Stored data entries:
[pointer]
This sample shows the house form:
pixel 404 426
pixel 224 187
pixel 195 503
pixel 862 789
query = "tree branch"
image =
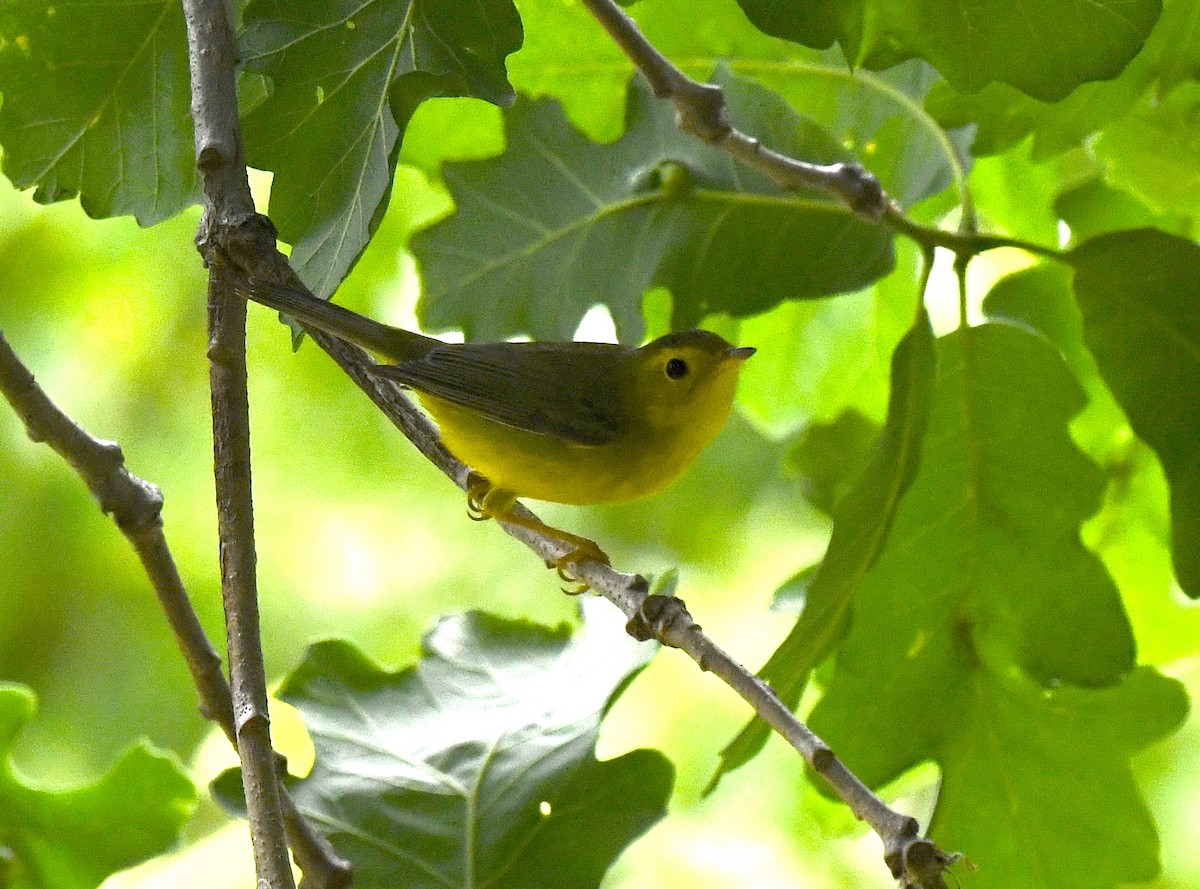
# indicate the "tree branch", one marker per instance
pixel 701 112
pixel 136 505
pixel 229 214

▶ WHAT NEEDS TO BE DONE
The entries above should be retyped exactly, minus any pictures.

▶ RESPONSE FOR THIS EXERCISE
[pointer]
This sample shows the house form:
pixel 404 426
pixel 224 187
pixel 195 503
pixel 862 789
query = "tree branch"
image =
# indicate the "tree branch", one marker per instance
pixel 701 112
pixel 136 505
pixel 229 214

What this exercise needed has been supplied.